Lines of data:
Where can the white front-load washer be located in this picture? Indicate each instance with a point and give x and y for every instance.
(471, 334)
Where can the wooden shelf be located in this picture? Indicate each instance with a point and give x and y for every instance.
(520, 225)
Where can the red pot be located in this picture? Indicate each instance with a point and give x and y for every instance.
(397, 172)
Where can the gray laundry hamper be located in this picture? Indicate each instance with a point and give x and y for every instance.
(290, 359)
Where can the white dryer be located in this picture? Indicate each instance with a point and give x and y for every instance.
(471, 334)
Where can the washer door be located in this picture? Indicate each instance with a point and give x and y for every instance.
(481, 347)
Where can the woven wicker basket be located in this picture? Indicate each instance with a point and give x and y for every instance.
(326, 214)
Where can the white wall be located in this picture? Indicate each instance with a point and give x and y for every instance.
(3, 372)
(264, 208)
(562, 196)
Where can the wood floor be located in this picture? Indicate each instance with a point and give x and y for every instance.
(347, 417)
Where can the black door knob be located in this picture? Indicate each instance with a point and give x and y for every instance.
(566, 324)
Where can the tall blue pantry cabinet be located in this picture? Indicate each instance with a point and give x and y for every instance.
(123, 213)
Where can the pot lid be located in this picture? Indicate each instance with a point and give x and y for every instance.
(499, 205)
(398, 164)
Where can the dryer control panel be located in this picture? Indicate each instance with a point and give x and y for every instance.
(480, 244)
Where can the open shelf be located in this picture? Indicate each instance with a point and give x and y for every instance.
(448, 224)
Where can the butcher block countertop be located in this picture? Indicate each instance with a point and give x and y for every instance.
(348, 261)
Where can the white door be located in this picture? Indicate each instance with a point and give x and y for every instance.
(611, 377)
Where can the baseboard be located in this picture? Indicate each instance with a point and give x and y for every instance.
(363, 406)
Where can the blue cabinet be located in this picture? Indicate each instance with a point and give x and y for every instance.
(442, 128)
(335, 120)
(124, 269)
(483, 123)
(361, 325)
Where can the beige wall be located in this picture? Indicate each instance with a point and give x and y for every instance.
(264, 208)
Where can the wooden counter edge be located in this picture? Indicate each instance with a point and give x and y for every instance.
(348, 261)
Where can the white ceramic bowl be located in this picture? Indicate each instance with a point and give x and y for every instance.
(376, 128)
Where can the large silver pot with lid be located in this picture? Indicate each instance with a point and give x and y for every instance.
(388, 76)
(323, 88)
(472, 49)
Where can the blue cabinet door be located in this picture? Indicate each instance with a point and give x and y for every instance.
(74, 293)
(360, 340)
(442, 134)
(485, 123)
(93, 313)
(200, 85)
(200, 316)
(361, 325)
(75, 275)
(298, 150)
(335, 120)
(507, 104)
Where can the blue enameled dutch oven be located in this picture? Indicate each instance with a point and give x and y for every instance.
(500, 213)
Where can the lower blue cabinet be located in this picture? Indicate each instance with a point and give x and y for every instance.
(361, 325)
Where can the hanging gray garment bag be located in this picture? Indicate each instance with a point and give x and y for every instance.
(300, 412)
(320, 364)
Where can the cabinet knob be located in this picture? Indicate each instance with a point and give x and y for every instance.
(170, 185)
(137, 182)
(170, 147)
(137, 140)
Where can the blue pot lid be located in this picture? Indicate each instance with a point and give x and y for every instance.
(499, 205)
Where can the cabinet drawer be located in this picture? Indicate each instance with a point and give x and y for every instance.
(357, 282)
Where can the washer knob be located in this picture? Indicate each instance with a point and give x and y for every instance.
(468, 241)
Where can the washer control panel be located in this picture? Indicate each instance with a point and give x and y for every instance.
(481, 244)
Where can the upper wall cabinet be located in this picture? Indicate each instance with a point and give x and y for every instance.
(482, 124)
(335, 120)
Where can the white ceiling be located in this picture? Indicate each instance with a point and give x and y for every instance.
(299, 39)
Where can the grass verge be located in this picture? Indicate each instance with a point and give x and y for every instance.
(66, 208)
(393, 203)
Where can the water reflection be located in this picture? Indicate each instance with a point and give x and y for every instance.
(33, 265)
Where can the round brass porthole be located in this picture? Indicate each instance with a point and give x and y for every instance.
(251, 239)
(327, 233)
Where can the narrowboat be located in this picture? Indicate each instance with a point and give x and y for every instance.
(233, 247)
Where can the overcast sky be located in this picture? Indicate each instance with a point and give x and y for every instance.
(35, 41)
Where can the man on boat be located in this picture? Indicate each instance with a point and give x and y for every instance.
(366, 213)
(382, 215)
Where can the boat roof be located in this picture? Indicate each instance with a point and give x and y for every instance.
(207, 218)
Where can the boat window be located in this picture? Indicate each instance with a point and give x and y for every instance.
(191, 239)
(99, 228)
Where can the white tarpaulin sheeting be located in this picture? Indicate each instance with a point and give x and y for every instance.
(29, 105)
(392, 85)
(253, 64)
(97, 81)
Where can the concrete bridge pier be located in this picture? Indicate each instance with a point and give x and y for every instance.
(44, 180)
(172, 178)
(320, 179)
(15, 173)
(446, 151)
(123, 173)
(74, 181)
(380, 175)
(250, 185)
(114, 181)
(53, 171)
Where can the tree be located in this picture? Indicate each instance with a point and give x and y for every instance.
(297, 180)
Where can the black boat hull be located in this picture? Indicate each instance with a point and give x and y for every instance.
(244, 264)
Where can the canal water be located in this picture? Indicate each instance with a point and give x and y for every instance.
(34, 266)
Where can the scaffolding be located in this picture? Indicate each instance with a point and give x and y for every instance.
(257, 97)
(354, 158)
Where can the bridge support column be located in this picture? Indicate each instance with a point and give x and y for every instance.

Work to do: All of the entries above should be written out again exactly.

Written solution:
Where can the white front-load washer be located in this picture? Indicate each instance with a point and give x and y for every instance.
(471, 334)
Where can the wooden shelf be located in this picture? Indicate each instance with a point and give x and y for every instance.
(520, 225)
Where can the red pot be located in this picture? Indicate each instance with a point and give x and y for every instance.
(397, 172)
Where can the gray laundry hamper be located in this picture? Indicate each instance with a point and give x and y for every instance.
(290, 359)
Where can the white dryer be located in this picture? Indicate each instance with a point and give x and y for every instance.
(471, 334)
Where can the washer door be located in this picture? Indicate each instance with a point and give x and y for every instance.
(481, 347)
Where can the woven wicker basket be located in this picture? Indicate each instance with a point and give x and y for every instance.
(326, 214)
Where can the white wall be located in this picture? Indicate each instance with a point and give x and y for every instance.
(3, 372)
(264, 208)
(562, 196)
Where can the wood floor be located in this picture? Indicate each instance with a point and give x and y for every instance.
(347, 417)
Where can the black door knob be located in this picture? Indicate each instance with a point and give x and y for every instance.
(566, 324)
Where can the tall blue pantry cabinet be located in this picture? Indicate each instance with a point and give x and y for every instance.
(123, 213)
Where can the pot lid be located in this picture? Indicate each instance with a point and give x and y for every instance.
(499, 205)
(398, 164)
Where can the dryer control panel be located in this picture? Indicate each instance with a point and give x and y for every instance.
(480, 244)
Where can the open shelf be located in this picture? Indicate each instance with a point and give x and y for every instance.
(448, 224)
Where can the butcher block countertop be located in this picture? Indicate each instance with a point and give x and y for every instance.
(348, 261)
Where can the white door be located in this picture? Indicate each instance with a point and give x and y for every instance.
(611, 377)
Where can the baseboard be located in this picture? Indicate each instance with a point and give x and y for every instance.
(363, 406)
Where can the blue cabinet be located in this picture? Indicate each instance with a point and give x and y for every instance.
(442, 128)
(335, 120)
(124, 269)
(483, 123)
(361, 325)
Where can the beige wall be located in this picture? Indicate each instance with a point and give x and y for every instance.
(264, 208)
Where can the wooden counter edge be located in this picture? Indicate each instance with a point and give x and y for every instance.
(348, 261)
Where can the white ceramic bowl be located in this picture? Indicate each instance with a point and give x and y for every instance.
(376, 128)
Where can the large silver pot with lid be located in this picture? Indicate each instance with a point and give x and y for every instance.
(388, 76)
(323, 88)
(472, 49)
Where can the blue cabinet door be located in this picture? Indicate each instance with a point and give x and y for every instance.
(74, 293)
(360, 340)
(442, 134)
(485, 123)
(93, 313)
(200, 85)
(200, 316)
(361, 325)
(75, 275)
(298, 150)
(335, 120)
(507, 104)
Where can the blue enameled dutch oven be located in this picture? Indicate each instance with a point and give x and y for every instance.
(500, 213)
Where can the lower blue cabinet be located in this picture? Indicate each instance with a point and give x and y for every instance.
(361, 325)
Where can the hanging gray garment bag be located in this picture? Indicate each instance with a point and give x and y for every instance.
(300, 412)
(320, 364)
Where can the cabinet knob be located in this picture? Indicate each instance with a point and give x and y for every instance.
(170, 185)
(137, 182)
(170, 147)
(137, 140)
Where can the blue pot lid be located in this picture? Indicate each instance with a point and give x and y for every instance.
(499, 205)
Where can the cabinet drawer be located in this picture? Indicate each instance with a point and give x and y for every instance.
(357, 282)
Where can the washer knob be located in this picture? Indicate each instance with a point and give x and y for every instance.
(468, 241)
Where can the washer control panel be located in this picture? Indicate each instance with a point and give x and y for every instance.
(481, 244)
Where can the upper wall cabinet be located in this picture? Indicate each instance with a point and give x and y for every instance.
(482, 124)
(335, 120)
Where can the white ceiling be located in this picture? Indicate each instance with a point and give x and y for every instance.
(299, 39)
Where can the grass verge be located in this picture? Indicate each instance with a point and give x and y for every instance.
(66, 208)
(393, 203)
Where can the water reflection be located in this picture? Indicate each instance with a point and give x and y for every instance.
(33, 265)
Where can the round brass porthole be located in this picture? Indicate each instance with a point and give x and y for every instance.
(251, 239)
(327, 233)
Where can the narrowboat be located in this picture? Indicate each instance with a point and give x and y for every instance.
(233, 247)
Where can the overcast sky be located in this picture? Indicate each instance with a point and give x and y for every instance.
(35, 41)
Where can the man on boat be located in this picture? Indicate each instance with a point and give x and y for every instance.
(366, 213)
(382, 215)
Where can the boat roof be located in this picture? Indicate each instance with a point and give x and y for every instance.
(207, 218)
Where can the boat window be located in this picture? Indicate each instance with a point and give x and y for every instance.
(191, 239)
(99, 228)
Where can the white tarpaulin sheeting be located in this picture? Indicate each instance with a point and give x and y for every instance.
(29, 105)
(392, 85)
(253, 64)
(97, 81)
Where can the concrete bridge pier be located in this picture? Indicate each instance with a point and give x and y for every instance.
(44, 180)
(172, 178)
(320, 179)
(15, 173)
(446, 151)
(123, 173)
(74, 181)
(380, 175)
(250, 185)
(114, 181)
(53, 171)
Where can the tree be located in this picture? Indicate each instance with a point and give x and y for every instance.
(297, 180)
Where can the black boat hull be located in this picture? Indicate each instance with a point and give x and y for every instance.
(244, 264)
Where can the canal water be located in this picture? Indicate each instance with a point and give x and y for every instance.
(34, 266)
Where can the scaffolding be located in this picture? Indicate each instance with a point and give x and y for every instance.
(257, 97)
(354, 158)
Where can the bridge support column be located in this picture? Indicate each instance with a point and give x and y for every instance.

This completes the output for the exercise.